Wouldn't hurt to have something like:

/*
 * Detect likely leak; we shouldn't have 1000
 * people making in-flight changes at the same time.
 */
WARN_ON(ctrlr->active_clients > 1000)

> +       spin_unlock_irqrestore(&ctrlr->cache_lock, flags);
> +}
> +EXPORT_SYMBOL(rpmh_start_transaction);
> +
> +/**
> + * rpmh_end_transaction: Indicates end of rpmh transactions. All dirty data
> + * in cache can be flushed immediately when ctrlr->flush_dirty is set
> + *
> + * @dev: the device making the request
> + *
> + * Return: 0 on success, error number otherwise.
> + */
> +int rpmh_end_transaction(const struct device *dev)
> +{
> +       struct rpmh_ctrlr *ctrlr = get_rpmh_ctrlr(dev);
> +       unsigned long flags;
> +       int ret = 0;
> +
> +       if (!ctrlr->flush_dirty)
> +               return ret;
> +
> +       spin_lock_irqsave(&ctrlr->cache_lock, flags);

WARN_ON(!active_clients);

> +
> +       ctrlr->active_clients--;
> +       if (ctrlr->dirty && !ctrlr->active_clients)

- Data shown:
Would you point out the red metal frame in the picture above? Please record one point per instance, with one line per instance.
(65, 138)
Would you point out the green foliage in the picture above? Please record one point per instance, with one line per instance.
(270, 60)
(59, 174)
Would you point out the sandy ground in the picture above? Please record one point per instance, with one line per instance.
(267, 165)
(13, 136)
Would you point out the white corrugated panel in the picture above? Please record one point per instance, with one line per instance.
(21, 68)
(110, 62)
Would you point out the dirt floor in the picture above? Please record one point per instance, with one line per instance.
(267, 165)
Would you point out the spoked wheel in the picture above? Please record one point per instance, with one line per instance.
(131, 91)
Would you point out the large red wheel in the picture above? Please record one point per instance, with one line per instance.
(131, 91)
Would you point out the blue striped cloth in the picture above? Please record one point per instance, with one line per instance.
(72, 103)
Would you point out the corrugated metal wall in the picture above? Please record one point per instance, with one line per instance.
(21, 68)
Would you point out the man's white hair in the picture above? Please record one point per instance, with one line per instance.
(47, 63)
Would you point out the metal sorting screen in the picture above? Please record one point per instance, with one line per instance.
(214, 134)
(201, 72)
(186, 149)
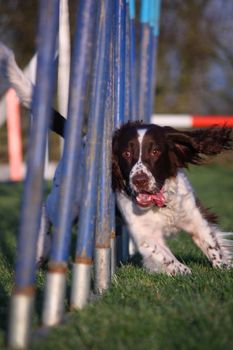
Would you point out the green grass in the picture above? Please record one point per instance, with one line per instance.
(142, 310)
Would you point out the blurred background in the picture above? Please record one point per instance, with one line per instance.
(195, 55)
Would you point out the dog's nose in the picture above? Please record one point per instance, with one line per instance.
(140, 180)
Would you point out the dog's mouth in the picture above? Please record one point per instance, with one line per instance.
(146, 200)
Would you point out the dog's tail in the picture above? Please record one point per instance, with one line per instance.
(13, 76)
(225, 242)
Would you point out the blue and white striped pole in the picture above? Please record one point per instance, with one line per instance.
(149, 18)
(103, 223)
(80, 288)
(55, 290)
(119, 83)
(131, 56)
(154, 36)
(23, 292)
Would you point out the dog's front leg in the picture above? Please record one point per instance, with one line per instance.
(207, 236)
(157, 257)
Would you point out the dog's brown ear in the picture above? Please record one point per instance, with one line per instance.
(117, 178)
(213, 140)
(191, 146)
(183, 148)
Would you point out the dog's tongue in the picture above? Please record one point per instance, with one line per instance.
(146, 199)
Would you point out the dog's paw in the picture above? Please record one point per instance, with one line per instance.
(178, 269)
(170, 268)
(223, 265)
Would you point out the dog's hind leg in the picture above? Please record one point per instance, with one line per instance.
(210, 239)
(157, 257)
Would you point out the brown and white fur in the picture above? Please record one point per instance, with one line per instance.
(155, 197)
(153, 193)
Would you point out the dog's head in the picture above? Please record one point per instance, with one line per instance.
(145, 155)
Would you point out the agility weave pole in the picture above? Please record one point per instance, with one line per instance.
(100, 43)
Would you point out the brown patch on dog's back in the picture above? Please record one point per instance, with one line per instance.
(210, 217)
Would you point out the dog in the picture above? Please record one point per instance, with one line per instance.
(153, 193)
(155, 197)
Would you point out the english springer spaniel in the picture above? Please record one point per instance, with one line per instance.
(152, 190)
(155, 197)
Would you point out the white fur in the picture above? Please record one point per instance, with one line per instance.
(13, 75)
(149, 228)
(139, 167)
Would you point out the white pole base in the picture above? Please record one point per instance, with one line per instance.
(81, 285)
(102, 269)
(54, 298)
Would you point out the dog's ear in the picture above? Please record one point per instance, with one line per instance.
(117, 178)
(183, 148)
(191, 146)
(213, 140)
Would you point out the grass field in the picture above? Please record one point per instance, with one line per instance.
(142, 310)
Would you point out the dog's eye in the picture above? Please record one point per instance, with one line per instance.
(155, 152)
(126, 154)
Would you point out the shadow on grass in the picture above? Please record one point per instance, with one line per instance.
(188, 259)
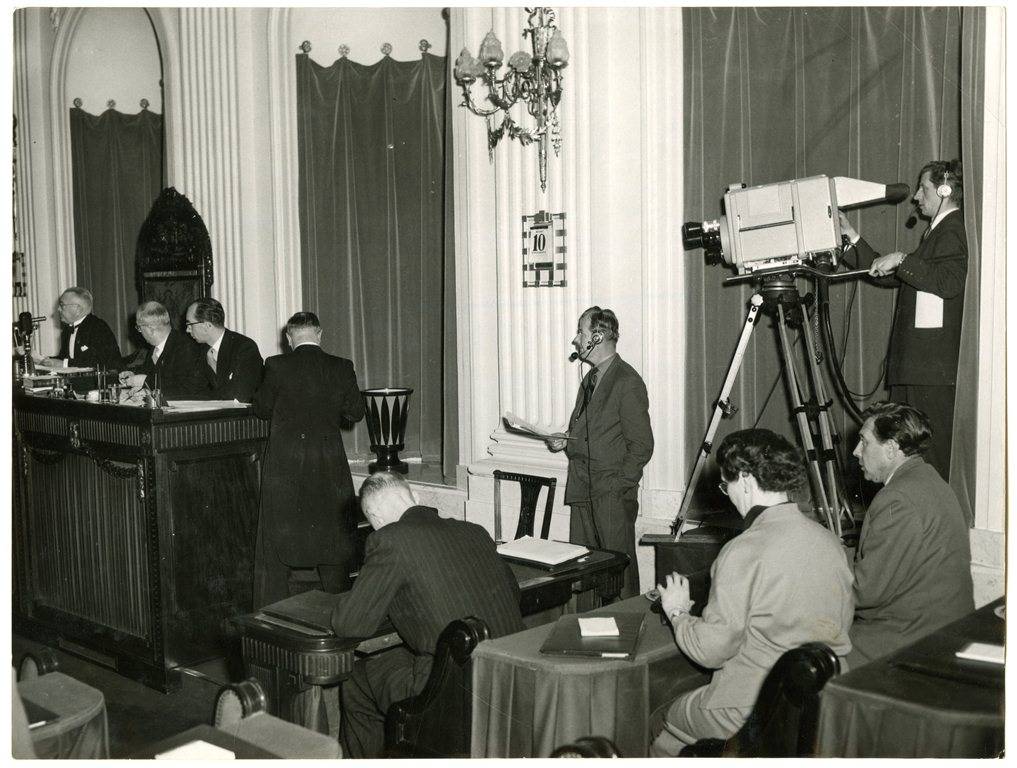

- What you should do: Can you write out the whole rpmh code review excerpt above, character for character?

- Answer to the task:
Wouldn't hurt to have something like:

/*
 * Detect likely leak; we shouldn't have 1000
 * people making in-flight changes at the same time.
 */
WARN_ON(ctrlr->active_clients > 1000)

> +       spin_unlock_irqrestore(&ctrlr->cache_lock, flags);
> +}
> +EXPORT_SYMBOL(rpmh_start_transaction);
> +
> +/**
> + * rpmh_end_transaction: Indicates end of rpmh transactions. All dirty data
> + * in cache can be flushed immediately when ctrlr->flush_dirty is set
> + *
> + * @dev: the device making the request
> + *
> + * Return: 0 on success, error number otherwise.
> + */
> +int rpmh_end_transaction(const struct device *dev)
> +{
> +       struct rpmh_ctrlr *ctrlr = get_rpmh_ctrlr(dev);
> +       unsigned long flags;
> +       int ret = 0;
> +
> +       if (!ctrlr->flush_dirty)
> +               return ret;
> +
> +       spin_lock_irqsave(&ctrlr->cache_lock, flags);

WARN_ON(!active_clients);

> +
> +       ctrlr->active_clients--;
> +       if (ctrlr->dirty && !ctrlr->active_clients)